start MATERIAL FOR THIS EXERCISE
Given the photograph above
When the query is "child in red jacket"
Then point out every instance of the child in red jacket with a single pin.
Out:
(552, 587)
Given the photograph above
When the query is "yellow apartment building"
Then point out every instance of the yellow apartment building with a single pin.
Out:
end MATERIAL FOR THIS EXERCISE
PROMPT: Rewrite the records above, swapping "single pin" for "single marker" wherever it occurs and changing nothing else.

RESULT BELOW:
Given the photograph above
When the query is "child in red jacket"
Then point out every instance of the child in red jacket with a single marker.
Out:
(552, 587)
Given the photograph above
When the query is "yellow apartment building"
Then point out every instance of the yellow apartment building with a single marker.
Out:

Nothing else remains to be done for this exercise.